**WRITTEN INSTRUCTION**. Return every record verbatim.

[Rows from a pointing dataset]
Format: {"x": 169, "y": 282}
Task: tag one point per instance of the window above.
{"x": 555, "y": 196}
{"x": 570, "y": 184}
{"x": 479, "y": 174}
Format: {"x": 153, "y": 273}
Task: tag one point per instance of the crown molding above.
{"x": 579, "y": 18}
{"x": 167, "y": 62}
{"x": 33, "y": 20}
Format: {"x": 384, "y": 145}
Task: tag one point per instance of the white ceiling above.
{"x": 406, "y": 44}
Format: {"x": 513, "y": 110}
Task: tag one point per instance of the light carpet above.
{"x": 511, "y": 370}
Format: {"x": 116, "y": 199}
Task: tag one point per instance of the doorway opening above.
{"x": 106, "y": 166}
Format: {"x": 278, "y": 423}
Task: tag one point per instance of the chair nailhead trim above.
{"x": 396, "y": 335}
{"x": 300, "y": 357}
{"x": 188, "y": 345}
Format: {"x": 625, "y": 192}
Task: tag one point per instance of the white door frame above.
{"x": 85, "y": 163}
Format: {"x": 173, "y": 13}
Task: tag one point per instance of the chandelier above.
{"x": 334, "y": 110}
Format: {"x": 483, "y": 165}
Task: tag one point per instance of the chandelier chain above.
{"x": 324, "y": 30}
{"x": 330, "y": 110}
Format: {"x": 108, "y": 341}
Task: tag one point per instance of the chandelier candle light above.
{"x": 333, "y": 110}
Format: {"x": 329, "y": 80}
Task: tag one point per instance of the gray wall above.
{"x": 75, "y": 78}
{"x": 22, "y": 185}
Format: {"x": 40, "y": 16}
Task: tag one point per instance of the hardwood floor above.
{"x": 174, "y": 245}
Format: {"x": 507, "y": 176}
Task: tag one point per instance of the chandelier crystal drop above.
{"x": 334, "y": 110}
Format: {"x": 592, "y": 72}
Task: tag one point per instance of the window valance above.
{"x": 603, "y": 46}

**RESULT OF THIS TASK**.
Format: {"x": 169, "y": 282}
Task: tag one point per instance of the window above.
{"x": 555, "y": 196}
{"x": 570, "y": 184}
{"x": 479, "y": 174}
Format: {"x": 153, "y": 273}
Task: tag one point per instance of the crown molding above.
{"x": 579, "y": 18}
{"x": 167, "y": 62}
{"x": 33, "y": 20}
Format: {"x": 384, "y": 145}
Task: tag one point per instance of the white ceiling above.
{"x": 406, "y": 44}
Format: {"x": 513, "y": 110}
Task: tag one point per instance of the light carpet above.
{"x": 511, "y": 370}
Format: {"x": 116, "y": 199}
Task: tag one point per instance of the doorway opening above.
{"x": 106, "y": 166}
Format: {"x": 278, "y": 423}
Task: tag one point per instance of the chair nailhead trim above.
{"x": 396, "y": 335}
{"x": 300, "y": 357}
{"x": 188, "y": 345}
Format: {"x": 625, "y": 192}
Task: tag one point per instance of the white door frame above.
{"x": 85, "y": 163}
Format: {"x": 173, "y": 13}
Task: tag one point per instance of the chandelier above.
{"x": 334, "y": 110}
Format: {"x": 483, "y": 165}
Task: tag one point per instance of the chandelier chain above.
{"x": 324, "y": 30}
{"x": 330, "y": 110}
Format: {"x": 108, "y": 341}
Task: tag one point per instance of the chandelier candle light above.
{"x": 333, "y": 110}
Format: {"x": 329, "y": 80}
Task: tag one point per instance of the gray wall above.
{"x": 75, "y": 78}
{"x": 22, "y": 185}
Format: {"x": 40, "y": 16}
Task: tag one point per instance of the hardwood floor above.
{"x": 174, "y": 245}
Format: {"x": 507, "y": 176}
Task: tag one point per instance of the chandelier crystal drop above.
{"x": 334, "y": 110}
Format: {"x": 592, "y": 72}
Task: tag one point per instance of the window valance above.
{"x": 603, "y": 46}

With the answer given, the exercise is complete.